» JOB
Rewrite the listing below, renaming every "Planogram-check task" to "Shelf-audit task" and leaving all other text unchanged.

[Records in a dataset]
################

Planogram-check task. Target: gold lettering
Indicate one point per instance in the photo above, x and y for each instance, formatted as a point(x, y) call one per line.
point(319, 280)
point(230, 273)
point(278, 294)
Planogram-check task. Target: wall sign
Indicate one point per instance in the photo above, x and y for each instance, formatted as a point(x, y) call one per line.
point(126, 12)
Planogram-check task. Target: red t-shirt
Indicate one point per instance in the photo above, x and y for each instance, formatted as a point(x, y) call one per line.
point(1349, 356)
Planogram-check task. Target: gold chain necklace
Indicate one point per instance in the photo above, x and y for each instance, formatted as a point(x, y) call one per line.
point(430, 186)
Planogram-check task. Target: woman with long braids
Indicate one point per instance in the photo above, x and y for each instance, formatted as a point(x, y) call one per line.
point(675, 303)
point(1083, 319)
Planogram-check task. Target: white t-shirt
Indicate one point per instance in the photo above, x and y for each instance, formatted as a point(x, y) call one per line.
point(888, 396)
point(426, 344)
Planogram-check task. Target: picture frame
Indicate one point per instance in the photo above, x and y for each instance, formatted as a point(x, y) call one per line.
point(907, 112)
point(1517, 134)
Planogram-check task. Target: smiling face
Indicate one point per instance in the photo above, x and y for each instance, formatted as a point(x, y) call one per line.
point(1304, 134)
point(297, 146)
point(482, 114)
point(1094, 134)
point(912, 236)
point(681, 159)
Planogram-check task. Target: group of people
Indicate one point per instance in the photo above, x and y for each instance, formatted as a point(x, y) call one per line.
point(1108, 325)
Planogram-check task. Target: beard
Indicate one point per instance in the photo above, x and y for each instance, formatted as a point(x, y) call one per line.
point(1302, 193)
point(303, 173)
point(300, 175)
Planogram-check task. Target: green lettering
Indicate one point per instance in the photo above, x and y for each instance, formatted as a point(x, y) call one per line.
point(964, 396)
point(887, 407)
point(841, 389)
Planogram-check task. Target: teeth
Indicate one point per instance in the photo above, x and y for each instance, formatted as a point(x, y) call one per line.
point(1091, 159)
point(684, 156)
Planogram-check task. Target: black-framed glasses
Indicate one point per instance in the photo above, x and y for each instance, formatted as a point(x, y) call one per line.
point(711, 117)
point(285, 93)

################

» TASK OUTPUT
Shelf-audit task. Target: gold lettering
Indicate one point per instance in the photo above, x and y for each instance, formatted as a point(x, y) call one per line.
point(319, 280)
point(230, 273)
point(278, 294)
Shelf-audit task. Target: wall sign
Indicate one point per instance in the photo above, x and y for each instance, formatted as a point(x, y) call one per line.
point(126, 12)
Shelf-audit task. Target: red t-shirt
Indicate one point per instance in the photo above, x and y for each instance, formatted as a point(x, y) call one per line.
point(1349, 356)
Shelf-audit task. Target: gold chain necklace
Indicate one point per instance in the photo above, x and y for each instance, formatted as a point(x, y) call one per line.
point(430, 186)
Shelf-audit task. Target: woman with long braids
Indicate one point per instance in the photo above, x and y for each instance, formatted as a point(x, y) call one per line.
point(675, 303)
point(1083, 319)
Shelf-audit task. Target: white t-shirt
Indicate one point per instance in the photo above, x and y for each instance, formatted as a point(x, y) call one per line.
point(888, 396)
point(426, 344)
Shelf-audit task. Target: picture frame
Indicate one point per instance in the photo above, x and y for each instance, formatted as a point(x, y) call one per line.
point(907, 112)
point(1517, 134)
Shelf-audit task. Target: smiling face
Indicate one point per instance in the photo above, x and y for each instance, formatted as a point(x, y) call one per line.
point(1304, 134)
point(297, 146)
point(482, 114)
point(1094, 134)
point(912, 236)
point(681, 159)
Shelf-audit task. Target: group of people
Indicate one point per instance in the photo above, x and y for each instance, formatted as a point(x, y) call one per line.
point(1108, 325)
Shelf-audit task. Target: beard
Indicate one point per instance in the photo above, x and y for each instance, formatted as a point(x, y) call one per line.
point(1302, 193)
point(303, 173)
point(300, 175)
Shelf-audit task. Target: green lettering
Indicate one point per instance in the photo above, x and y for each instance, formatted as a point(x, y) call one per line.
point(964, 396)
point(887, 407)
point(841, 389)
Shelf-audit task. Target: teeth
Indicate one point per instance in the photo above, x and y for each instance, formatted as a point(x, y) call one per line.
point(1091, 159)
point(684, 156)
Shelf-audit task. Target: black-framed glasses
Indicate one point per instance in the photo above, x and y for each instance, formatted as a point(x, y) call one per line.
point(711, 117)
point(285, 93)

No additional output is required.